> _Texte fourni_
#####

Le basculement de l'histoire dans l'intimité du couple de Sean et Nathan est moins passionnante. Avant cela, le film avait réussi à éviter le pathos. On a été parfois secoué, comme lors de la chute de sa chaise d'un jeune militant annonçant sa fin proche. D'une scène à une autre, le ton était différent et offrait une foule d'émotions diverses. La première nuit dans la pénombre entre les deux amants était déjà annonciatrice d'une certaine crudité dans leurs rapports. Elle est suivie par le défilé lumineux de la gay pride où les slogans, les chorégraphies et la sono nous mettent des paillettes plein les yeux et les oreilles. Mais la romance prend le pas sur le reste. Elle devient envahissante et convenue. L'histoire perd de sa force, à l'image de Sean dont l'état se dégrade. Le film s'étire, se perd dans sa romance, devient pesant et à la fin, on sort de la salle en silence. Les yeux des spectateurs sont humides, des mains sur les épaules tentent d'apaiser la tristesse de certains et malgré quelques timides applaudissements, on a le sentiment d'avoir assisté à un enterrement.

#####

> _Détails du problème_
Prolongez la critique de film ci-dessus en reprenant juste après sa dernière phrase.

#####

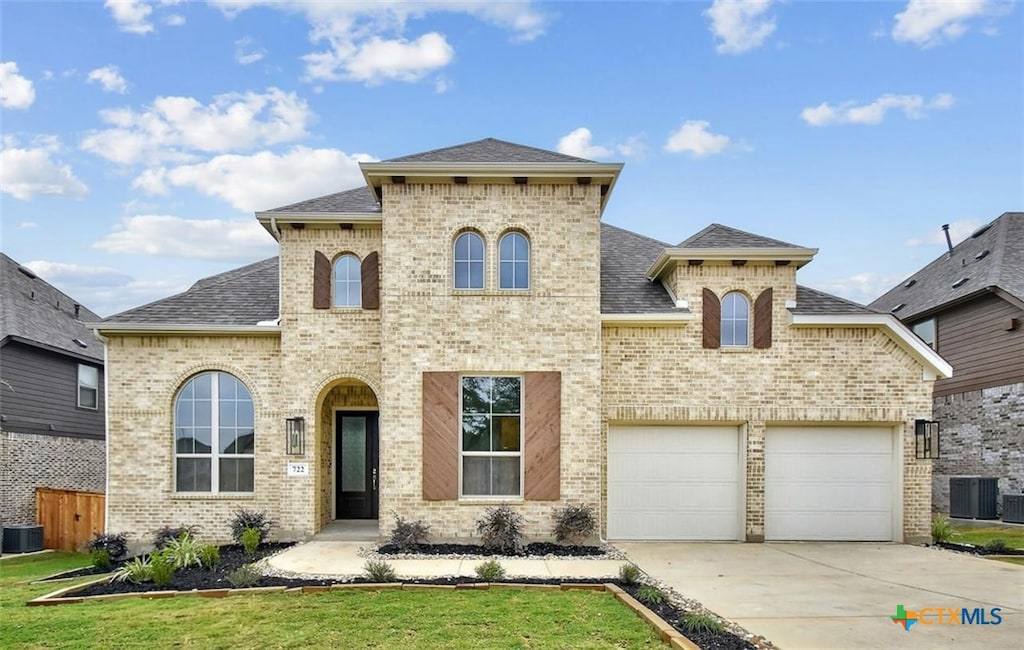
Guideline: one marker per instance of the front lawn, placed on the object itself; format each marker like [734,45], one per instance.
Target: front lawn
[391,618]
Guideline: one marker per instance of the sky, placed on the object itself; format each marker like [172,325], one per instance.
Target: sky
[138,138]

#####

> _Corrigé_
Le casting est hétéroclite, à l'image des différentes personnalités œuvrant au sein d'Act Up. Nahuel Perez Biscayart est une énorme tête à claques avec un fort potentiel à taper sur les nerfs avec sa voix nasillarde et pourtant, on s'attache à lui. Il dégage une telle énergie, qu'on finit par se laisser séduire par ce jeune homme. Son couple avec Arnaud Valois fonctionne bien, ils sont si différents qu'ils en deviennent complémentaires. Adèle Haenel apporte aussi sa belle énergie. Antoine Reinartz est le presque sosie de Jimmy Somerville, mais en moins sympa et dont le morceau Small Town Boy période Bronski Beat va nous offrir un bref moment de répit au sein d'un film sombrant dans le pathos.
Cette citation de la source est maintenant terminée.